• [Rows]:
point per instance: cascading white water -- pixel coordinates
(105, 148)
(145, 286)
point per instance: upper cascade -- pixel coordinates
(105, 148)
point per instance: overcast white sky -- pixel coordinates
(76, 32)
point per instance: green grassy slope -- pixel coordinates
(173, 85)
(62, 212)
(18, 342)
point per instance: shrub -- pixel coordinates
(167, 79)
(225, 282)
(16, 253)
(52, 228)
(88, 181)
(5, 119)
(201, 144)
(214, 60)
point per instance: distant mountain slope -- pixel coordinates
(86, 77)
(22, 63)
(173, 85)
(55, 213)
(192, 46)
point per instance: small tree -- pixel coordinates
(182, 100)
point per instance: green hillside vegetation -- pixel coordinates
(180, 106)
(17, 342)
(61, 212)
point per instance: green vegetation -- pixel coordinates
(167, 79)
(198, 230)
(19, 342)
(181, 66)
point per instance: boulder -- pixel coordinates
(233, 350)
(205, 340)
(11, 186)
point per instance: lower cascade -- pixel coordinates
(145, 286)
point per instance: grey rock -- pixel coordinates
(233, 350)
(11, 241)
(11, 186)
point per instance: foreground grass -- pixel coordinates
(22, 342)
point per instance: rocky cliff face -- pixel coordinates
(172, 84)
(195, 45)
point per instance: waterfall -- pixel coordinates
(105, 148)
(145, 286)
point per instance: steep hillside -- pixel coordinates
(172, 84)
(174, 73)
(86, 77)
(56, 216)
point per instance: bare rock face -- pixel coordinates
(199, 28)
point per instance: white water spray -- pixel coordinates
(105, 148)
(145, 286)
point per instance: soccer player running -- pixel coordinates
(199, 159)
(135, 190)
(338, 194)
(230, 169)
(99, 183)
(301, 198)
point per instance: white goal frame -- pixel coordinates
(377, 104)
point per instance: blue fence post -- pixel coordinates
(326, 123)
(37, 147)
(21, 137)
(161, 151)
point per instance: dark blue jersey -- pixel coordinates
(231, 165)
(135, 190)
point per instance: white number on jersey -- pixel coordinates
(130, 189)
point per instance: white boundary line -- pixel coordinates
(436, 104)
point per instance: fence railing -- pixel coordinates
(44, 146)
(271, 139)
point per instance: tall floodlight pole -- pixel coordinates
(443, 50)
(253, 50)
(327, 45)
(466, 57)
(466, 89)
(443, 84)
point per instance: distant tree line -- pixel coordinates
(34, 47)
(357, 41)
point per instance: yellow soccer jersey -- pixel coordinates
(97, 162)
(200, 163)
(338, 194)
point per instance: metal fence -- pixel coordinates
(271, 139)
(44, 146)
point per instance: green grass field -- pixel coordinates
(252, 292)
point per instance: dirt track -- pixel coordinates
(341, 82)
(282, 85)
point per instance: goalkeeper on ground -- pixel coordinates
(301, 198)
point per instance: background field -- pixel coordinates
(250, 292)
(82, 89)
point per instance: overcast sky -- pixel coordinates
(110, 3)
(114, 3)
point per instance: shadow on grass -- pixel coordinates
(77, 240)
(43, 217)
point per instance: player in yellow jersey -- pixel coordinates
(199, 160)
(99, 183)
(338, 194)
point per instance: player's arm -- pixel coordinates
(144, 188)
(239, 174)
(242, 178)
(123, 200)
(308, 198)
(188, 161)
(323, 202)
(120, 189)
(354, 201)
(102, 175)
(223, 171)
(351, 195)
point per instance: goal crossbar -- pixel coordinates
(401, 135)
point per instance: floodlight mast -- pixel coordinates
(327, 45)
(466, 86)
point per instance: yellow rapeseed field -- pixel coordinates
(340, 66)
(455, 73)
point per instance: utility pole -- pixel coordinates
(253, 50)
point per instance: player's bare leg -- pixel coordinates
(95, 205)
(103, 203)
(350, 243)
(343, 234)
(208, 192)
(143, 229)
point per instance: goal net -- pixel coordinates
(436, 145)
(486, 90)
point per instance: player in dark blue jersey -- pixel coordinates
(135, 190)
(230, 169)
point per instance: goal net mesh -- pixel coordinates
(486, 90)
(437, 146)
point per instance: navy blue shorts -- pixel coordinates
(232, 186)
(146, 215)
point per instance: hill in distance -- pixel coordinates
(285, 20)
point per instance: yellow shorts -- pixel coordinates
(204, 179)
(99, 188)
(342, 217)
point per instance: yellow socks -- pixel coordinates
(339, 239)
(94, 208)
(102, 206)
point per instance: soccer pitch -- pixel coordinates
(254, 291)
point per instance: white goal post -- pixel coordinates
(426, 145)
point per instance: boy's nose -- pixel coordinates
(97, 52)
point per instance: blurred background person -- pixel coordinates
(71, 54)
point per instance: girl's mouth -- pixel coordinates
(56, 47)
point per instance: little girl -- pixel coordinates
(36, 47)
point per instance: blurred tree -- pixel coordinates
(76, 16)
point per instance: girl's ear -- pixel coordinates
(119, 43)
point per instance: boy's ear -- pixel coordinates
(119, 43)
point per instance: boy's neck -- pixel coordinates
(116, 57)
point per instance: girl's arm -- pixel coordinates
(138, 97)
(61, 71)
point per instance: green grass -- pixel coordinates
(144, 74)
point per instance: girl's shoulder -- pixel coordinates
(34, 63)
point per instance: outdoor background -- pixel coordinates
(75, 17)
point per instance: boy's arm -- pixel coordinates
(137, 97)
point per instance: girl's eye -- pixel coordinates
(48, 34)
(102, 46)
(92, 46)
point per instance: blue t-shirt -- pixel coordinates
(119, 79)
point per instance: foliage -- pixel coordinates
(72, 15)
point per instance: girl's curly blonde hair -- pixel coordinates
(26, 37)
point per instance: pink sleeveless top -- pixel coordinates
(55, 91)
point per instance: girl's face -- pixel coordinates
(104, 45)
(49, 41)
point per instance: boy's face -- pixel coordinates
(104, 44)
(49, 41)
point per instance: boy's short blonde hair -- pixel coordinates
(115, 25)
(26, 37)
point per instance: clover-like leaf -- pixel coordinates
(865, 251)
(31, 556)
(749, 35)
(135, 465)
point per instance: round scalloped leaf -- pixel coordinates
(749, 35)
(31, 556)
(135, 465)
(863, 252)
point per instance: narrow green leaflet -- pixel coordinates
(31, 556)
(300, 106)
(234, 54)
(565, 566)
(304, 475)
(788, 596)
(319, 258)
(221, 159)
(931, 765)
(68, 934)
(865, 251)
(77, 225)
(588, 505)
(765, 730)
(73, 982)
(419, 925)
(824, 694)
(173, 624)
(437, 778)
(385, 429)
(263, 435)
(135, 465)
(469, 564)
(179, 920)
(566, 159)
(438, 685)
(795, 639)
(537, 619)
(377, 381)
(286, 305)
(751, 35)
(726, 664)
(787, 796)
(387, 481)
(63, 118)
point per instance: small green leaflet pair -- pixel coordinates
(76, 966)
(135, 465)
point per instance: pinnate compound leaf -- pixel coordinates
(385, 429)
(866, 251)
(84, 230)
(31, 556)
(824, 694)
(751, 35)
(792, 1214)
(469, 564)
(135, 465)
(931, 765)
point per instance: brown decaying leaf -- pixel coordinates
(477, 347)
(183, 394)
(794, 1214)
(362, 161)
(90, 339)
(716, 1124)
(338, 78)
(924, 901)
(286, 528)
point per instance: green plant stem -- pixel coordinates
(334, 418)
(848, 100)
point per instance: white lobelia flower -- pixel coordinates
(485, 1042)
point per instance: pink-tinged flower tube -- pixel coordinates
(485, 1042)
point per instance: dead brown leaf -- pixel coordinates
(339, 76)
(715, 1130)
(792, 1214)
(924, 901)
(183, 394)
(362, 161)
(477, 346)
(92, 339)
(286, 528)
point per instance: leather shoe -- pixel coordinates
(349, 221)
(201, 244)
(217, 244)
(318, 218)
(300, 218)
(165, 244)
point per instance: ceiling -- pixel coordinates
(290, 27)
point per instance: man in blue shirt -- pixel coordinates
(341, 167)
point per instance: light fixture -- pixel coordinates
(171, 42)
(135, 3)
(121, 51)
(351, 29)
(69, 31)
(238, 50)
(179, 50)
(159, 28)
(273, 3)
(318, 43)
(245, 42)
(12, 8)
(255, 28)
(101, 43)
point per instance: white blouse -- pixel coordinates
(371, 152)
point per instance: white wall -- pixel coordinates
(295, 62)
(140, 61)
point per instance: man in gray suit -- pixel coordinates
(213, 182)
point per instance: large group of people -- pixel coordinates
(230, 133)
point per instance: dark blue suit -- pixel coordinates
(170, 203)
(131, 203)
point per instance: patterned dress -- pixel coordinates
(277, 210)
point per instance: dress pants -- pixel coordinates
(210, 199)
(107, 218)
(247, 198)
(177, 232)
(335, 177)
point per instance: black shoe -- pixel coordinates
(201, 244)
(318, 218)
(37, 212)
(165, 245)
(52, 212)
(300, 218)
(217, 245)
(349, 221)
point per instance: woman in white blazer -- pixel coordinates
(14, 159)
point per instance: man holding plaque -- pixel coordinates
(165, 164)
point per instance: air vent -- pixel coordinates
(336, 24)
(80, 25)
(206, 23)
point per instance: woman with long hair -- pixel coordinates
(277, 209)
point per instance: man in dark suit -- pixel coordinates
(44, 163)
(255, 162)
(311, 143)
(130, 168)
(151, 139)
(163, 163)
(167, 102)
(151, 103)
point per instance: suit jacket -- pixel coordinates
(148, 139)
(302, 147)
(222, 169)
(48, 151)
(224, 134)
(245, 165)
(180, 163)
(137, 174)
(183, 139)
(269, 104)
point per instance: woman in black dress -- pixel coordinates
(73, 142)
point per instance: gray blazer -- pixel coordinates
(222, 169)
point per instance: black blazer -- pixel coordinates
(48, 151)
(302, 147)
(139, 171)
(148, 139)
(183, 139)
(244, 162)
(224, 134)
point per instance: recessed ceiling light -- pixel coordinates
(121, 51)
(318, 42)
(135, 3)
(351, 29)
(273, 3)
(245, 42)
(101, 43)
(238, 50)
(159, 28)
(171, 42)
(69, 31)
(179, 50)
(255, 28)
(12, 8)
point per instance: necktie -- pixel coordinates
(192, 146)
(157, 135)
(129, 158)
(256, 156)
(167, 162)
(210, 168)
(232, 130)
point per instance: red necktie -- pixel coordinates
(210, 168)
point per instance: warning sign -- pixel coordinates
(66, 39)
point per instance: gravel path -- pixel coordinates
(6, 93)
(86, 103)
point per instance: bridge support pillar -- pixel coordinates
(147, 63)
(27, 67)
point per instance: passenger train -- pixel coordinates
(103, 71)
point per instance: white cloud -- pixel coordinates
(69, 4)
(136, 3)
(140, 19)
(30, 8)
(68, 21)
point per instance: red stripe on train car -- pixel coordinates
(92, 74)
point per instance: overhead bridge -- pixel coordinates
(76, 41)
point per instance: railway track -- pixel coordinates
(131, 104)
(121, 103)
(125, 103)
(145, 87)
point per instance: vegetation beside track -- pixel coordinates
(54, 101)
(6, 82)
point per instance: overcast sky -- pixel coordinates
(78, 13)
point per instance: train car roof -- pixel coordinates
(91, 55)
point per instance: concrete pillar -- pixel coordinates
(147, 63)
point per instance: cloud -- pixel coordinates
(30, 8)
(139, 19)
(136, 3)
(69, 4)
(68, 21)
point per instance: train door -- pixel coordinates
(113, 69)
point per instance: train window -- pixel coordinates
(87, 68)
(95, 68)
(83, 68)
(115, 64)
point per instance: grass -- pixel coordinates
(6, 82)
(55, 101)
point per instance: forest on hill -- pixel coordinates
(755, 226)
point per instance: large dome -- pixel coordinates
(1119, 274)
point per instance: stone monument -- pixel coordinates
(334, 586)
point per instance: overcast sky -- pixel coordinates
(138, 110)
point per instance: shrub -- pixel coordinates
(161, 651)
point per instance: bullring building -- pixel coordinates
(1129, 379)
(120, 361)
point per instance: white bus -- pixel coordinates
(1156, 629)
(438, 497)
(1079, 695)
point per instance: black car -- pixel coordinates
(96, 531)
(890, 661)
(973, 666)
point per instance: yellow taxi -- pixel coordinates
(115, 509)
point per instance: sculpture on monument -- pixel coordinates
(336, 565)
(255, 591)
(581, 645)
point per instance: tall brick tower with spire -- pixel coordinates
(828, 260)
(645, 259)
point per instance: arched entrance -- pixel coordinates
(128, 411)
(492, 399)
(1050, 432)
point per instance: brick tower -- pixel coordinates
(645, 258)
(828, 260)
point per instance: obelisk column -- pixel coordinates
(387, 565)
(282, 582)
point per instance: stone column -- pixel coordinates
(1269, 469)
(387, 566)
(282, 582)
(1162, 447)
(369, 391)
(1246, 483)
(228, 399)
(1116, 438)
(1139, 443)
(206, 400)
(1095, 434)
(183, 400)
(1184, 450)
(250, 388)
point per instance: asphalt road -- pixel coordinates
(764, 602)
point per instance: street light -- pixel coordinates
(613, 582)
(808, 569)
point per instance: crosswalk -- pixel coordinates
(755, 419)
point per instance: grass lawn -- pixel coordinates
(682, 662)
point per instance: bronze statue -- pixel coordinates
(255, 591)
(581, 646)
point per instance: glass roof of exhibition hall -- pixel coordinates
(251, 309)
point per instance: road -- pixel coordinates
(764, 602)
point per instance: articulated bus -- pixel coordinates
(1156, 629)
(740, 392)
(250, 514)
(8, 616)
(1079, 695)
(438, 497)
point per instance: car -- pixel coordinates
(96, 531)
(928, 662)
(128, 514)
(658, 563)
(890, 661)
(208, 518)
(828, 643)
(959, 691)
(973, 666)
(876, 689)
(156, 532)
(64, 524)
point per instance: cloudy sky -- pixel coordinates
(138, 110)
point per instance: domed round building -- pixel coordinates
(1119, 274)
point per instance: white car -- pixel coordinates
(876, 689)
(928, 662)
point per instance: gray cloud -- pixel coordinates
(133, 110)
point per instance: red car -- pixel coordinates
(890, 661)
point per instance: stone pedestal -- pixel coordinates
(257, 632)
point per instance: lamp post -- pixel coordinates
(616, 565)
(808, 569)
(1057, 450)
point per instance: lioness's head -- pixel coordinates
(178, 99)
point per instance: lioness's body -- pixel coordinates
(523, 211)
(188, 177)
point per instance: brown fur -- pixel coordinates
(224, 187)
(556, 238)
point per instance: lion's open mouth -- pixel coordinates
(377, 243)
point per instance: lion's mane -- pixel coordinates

• [Problem details]:
Copy each line exactly, from the line containing "point per instance: domed" down to the last line of the material, and no other lines.

• [Exercise answer]:
point per instance: domed round building -- pixel coordinates
(1119, 274)
point per instance: white car -- pixel coordinates
(876, 689)
(928, 662)
point per instance: gray cloud -- pixel coordinates
(133, 110)
point per instance: red car -- pixel coordinates
(890, 661)
point per instance: stone pedestal -- pixel coordinates
(257, 632)
point per instance: lamp post -- pixel coordinates
(616, 565)
(808, 569)
(1057, 450)
point per instance: lioness's head -- pixel coordinates
(178, 99)
point per instance: lioness's body -- pixel coordinates
(523, 211)
(188, 177)
point per instance: brown fur -- pixel coordinates
(224, 187)
(556, 238)
point per instance: lion's open mouth -- pixel coordinates
(377, 243)
point per instance: lion's mane -- pixel coordinates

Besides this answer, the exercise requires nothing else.